### Exercise aim:
Your task is to transcribe, without alteration, the lines from the top of the material below through the line bearing "Target: silhouetted hill", inclusive.

### Dataset content:

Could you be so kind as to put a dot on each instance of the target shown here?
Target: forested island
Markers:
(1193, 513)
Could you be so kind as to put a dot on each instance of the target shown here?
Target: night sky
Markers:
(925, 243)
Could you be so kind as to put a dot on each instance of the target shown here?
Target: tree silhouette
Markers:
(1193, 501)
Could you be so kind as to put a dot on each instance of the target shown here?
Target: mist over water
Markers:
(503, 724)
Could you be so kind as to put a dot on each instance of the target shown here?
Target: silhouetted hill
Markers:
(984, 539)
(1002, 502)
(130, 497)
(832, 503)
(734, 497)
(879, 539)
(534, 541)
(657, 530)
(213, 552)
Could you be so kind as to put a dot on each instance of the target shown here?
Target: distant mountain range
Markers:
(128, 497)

### Result:
Could you be so kind as to put a dot on each instance of the target shown here?
Target: forested island
Markers:
(1193, 513)
Could you be so kind as to put a dot on each instance of the target shown here?
Target: night sky
Markers:
(925, 243)
Could you be so kind as to put a dot on each instance of the target shown here?
Target: tree silhouette
Markers:
(1193, 501)
Could you be so kind as to put a dot on each instance of the target shown here?
Target: mist over water
Markers:
(503, 724)
Could you be so kind as to put a dot on each instance of the target shown here?
Target: silhouetted hill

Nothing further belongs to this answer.